- 出題 A
本文の高座で柳家小満ん師が続けて演じた泥棒小噺の題名を、すべて挙げてください。
- 出題 B
本文の「泥棒小噺4連発。「足の速い泥棒」「○番番頭縛り」「仁王」「鯉が高い」。」から「いものがあるのかなと考える。」までを、一字も変えずにすべて書き写してください。

- 本文
池袋演芸場23 その3(橘家文蔵「手紙無筆」)

柳家小満ん「締め込み」

仲入りは柳家小満ん師。私はなんと3年振りである。不思議だが。
自分自身のマクラを語らない、最後の世代の人だろう。
泥棒小噺4連発。「足の速い泥棒」「○番番頭縛り」「仁王」「鯉が高い」。
久々に、泥棒小噺まとめて聴いた。しかしベテランが語ると面白いからすごい。仁王まで面白い。
締め込みも、最近あまり聴かない気がする。私好きなんだけども。うんでば。
泥棒噺のトレンドは、「鈴ヶ森」と「だくだく」に移ってしまった気がする。夏だと夏泥があるが。
人のいい泥棒だが、湯を浴びてやむなく仲裁に出てくるというあたりの流れに、なんとなくそぐわないものがあるのかなと考える。
締め込みという噺、なお高い価値があるのは人情の部分であろう。
だが、小満ん師らしく非常にあっさり。それが素晴らしい。

- 図形注釈の項目
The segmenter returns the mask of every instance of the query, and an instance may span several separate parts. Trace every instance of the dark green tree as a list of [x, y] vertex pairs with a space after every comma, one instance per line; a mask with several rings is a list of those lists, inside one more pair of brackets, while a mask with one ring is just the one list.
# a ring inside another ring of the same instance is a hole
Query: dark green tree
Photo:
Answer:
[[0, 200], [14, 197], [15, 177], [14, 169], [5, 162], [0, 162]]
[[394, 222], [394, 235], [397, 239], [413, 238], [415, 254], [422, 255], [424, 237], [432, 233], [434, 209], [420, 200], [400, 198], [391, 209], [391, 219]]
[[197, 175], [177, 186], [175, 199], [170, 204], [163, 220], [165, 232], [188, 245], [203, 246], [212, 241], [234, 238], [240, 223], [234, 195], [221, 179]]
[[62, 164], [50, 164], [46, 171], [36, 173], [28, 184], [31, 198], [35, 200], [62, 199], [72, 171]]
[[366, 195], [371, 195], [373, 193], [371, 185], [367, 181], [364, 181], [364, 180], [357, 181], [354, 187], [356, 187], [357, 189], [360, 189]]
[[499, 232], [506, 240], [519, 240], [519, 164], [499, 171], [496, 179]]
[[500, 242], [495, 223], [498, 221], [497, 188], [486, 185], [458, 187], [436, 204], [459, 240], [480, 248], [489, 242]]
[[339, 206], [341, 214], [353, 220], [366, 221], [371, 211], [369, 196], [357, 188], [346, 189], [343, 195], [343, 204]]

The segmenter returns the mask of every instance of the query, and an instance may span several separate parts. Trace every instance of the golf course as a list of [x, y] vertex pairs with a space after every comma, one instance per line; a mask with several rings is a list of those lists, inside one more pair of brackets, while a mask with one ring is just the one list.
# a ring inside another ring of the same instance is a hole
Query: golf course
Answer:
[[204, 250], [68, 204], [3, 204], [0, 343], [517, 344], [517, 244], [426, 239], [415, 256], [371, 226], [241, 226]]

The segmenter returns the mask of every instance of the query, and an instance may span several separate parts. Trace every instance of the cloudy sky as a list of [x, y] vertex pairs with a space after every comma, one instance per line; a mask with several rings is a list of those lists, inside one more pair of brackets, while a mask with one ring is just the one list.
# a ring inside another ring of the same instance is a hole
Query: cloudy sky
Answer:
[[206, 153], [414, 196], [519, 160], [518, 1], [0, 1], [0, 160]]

* * *

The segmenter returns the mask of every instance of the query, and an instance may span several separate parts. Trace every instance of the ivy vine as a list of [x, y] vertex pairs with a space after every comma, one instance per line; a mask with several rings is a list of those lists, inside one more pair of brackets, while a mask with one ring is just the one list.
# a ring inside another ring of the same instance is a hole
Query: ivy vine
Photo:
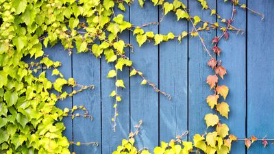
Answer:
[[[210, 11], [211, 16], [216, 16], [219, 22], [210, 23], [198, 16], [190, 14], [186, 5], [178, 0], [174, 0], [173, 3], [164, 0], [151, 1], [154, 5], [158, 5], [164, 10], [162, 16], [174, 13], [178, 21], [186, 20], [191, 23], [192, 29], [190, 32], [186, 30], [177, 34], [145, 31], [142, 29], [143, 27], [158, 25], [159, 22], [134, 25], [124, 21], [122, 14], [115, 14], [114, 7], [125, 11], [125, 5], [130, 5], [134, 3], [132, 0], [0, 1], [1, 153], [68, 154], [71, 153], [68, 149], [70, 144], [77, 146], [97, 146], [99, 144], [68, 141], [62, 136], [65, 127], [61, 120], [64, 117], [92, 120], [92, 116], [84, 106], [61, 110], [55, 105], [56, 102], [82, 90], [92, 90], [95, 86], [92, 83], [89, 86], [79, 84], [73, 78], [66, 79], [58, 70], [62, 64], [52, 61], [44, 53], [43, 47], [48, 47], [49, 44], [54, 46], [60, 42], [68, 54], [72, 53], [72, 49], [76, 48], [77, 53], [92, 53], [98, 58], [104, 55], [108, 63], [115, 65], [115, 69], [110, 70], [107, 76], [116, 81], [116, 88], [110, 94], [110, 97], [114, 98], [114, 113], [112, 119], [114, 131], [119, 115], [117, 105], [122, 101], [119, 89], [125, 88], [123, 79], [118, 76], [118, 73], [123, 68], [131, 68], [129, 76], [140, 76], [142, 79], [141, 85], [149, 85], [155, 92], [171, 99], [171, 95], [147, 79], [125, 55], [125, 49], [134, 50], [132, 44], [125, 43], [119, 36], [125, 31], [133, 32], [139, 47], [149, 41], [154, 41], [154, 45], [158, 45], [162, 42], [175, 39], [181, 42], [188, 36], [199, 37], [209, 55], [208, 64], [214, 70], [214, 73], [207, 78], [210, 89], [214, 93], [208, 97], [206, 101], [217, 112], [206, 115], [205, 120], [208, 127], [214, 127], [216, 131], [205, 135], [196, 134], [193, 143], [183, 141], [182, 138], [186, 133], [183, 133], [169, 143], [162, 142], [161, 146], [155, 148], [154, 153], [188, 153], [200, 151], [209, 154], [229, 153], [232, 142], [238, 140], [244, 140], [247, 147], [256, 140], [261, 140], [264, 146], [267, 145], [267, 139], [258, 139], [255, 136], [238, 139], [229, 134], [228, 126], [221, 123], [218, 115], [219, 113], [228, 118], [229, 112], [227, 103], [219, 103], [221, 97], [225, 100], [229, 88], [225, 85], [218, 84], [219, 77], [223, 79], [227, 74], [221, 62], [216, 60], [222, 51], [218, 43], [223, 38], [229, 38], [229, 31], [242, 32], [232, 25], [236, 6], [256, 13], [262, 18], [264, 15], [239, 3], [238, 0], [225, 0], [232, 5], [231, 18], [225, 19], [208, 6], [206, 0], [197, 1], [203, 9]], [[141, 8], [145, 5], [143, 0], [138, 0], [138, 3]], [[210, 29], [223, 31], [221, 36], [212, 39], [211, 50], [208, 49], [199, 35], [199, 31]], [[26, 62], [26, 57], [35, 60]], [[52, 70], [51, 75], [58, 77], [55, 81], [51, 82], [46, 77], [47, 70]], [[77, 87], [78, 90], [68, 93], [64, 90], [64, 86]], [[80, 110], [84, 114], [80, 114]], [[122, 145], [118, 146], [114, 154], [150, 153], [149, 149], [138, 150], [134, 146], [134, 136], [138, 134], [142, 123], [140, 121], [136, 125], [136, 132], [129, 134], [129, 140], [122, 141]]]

- 解答例 A
「足の速い泥棒」「○番番頭縛り」「仁王」「鯉が高い」

- 解答例 B
泥棒小噺4連発。「足の速い泥棒」「○番番頭縛り」「仁王」「鯉が高い」。
久々に、泥棒小噺まとめて聴いた。しかしベテランが語ると面白いからすごい。仁王まで面白い。
締め込みも、最近あまり聴かない気がする。私好きなんだけども。うんでば。
泥棒噺のトレンドは、「鈴ヶ森」と「だくだく」に移ってしまった気がする。夏だと夏泥があるが。
人のいい泥棒だが、湯を浴びてやむなく仲裁に出てくるというあたりの流れに、なんとなくそぐわないものがあるのかなと考える。